Task data –
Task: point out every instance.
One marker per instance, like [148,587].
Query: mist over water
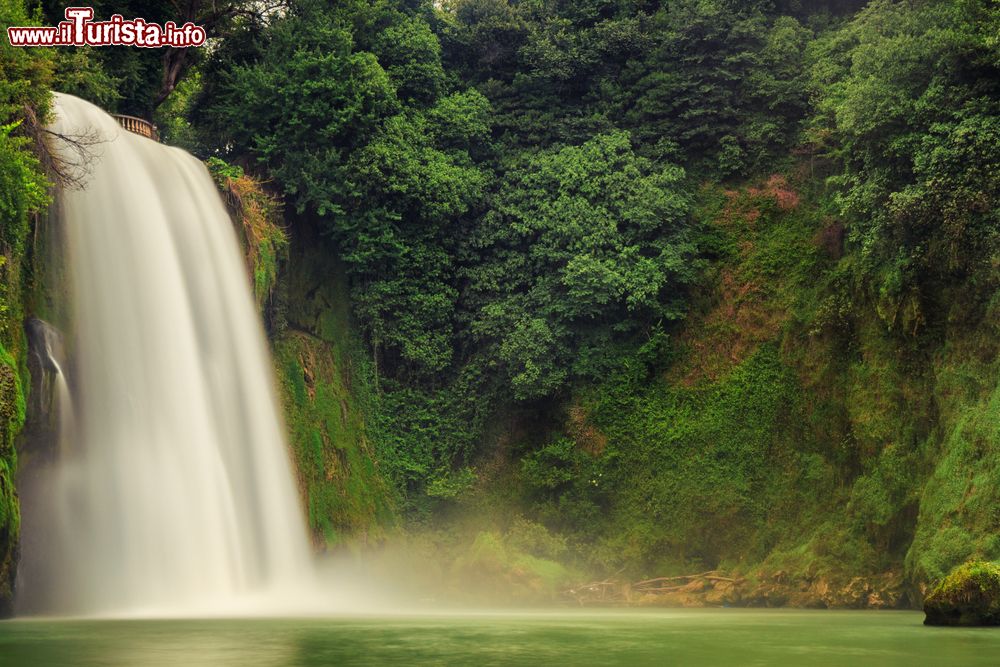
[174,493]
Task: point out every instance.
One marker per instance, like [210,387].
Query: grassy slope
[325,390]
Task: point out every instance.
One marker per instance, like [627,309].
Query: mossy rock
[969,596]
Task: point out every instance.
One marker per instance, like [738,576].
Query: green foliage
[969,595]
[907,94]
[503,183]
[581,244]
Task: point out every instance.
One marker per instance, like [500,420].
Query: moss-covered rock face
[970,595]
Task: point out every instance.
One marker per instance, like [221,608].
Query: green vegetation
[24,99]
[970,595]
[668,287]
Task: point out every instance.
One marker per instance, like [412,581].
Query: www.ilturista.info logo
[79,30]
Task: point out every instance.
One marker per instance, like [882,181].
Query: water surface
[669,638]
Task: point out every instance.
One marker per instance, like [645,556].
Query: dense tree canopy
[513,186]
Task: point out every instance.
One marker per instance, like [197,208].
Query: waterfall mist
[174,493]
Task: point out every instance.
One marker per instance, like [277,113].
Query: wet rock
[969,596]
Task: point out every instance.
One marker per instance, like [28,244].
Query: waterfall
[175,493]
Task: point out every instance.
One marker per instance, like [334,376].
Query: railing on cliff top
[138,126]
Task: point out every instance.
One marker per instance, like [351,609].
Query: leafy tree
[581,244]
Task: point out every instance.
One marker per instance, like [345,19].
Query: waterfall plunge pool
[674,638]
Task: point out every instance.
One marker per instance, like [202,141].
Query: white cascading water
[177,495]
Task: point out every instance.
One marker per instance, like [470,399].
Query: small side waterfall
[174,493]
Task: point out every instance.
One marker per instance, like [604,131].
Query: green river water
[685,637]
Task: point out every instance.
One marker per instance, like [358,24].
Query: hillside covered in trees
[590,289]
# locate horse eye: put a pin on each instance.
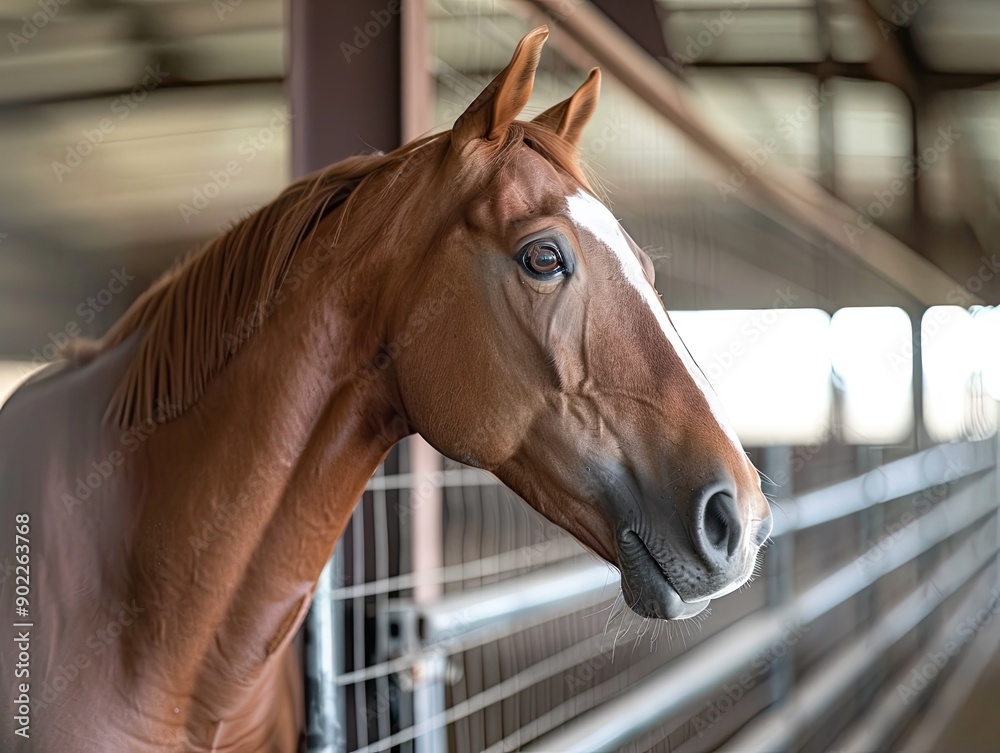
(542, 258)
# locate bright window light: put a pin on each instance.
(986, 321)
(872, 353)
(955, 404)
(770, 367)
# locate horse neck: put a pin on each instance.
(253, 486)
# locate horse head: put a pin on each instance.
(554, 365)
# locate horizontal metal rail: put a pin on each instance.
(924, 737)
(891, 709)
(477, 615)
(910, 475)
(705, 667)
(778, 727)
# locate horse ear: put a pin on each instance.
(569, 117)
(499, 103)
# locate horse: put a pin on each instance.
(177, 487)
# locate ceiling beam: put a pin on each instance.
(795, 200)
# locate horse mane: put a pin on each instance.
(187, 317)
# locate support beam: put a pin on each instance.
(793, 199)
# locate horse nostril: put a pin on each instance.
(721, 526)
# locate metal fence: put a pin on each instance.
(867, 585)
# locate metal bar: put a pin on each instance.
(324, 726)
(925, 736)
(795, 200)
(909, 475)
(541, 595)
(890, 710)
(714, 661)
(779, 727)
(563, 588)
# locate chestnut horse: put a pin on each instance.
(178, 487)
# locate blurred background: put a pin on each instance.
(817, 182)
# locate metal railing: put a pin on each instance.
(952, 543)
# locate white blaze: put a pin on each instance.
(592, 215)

Brief –
Arrange the stretch from the line containing "# locate horse: put a pin on each instance." through the end of the items as a Markdown table with the columns Row and Line. Number each line and leave out blank lines.

Solution –
| Row | Line |
|---|---|
| 1 | # locate horse: put a pin on each instance. |
| 2 | (177, 487) |
| 3 | # locate ceiling beam: put a pin on each instance. |
| 4 | (795, 200) |
| 5 | # locate horse mane: put a pin on each instance. |
| 6 | (187, 317) |
| 7 | # locate support beam: put a pin on each instance. |
| 8 | (793, 199) |
| 9 | # locate horse nostril: put a pin on each instance. |
| 10 | (721, 526) |
| 11 | # locate metal fence: put a pin on each instance. |
| 12 | (867, 585) |
| 13 | # locate metal bar: put a pin on each instance. |
| 14 | (324, 726) |
| 15 | (925, 736) |
| 16 | (795, 200) |
| 17 | (909, 475) |
| 18 | (541, 595) |
| 19 | (890, 710) |
| 20 | (714, 661) |
| 21 | (779, 727) |
| 22 | (563, 588) |
| 23 | # locate chestnut horse: put a pin on each instance. |
| 24 | (178, 487) |
| 25 | # locate blurred background: put a pin on each instance. |
| 26 | (817, 182) |
| 27 | # locate metal railing: put a pin on each instance. |
| 28 | (952, 543) |
| 29 | # locate white blaze: put a pin on each instance. |
| 30 | (592, 215) |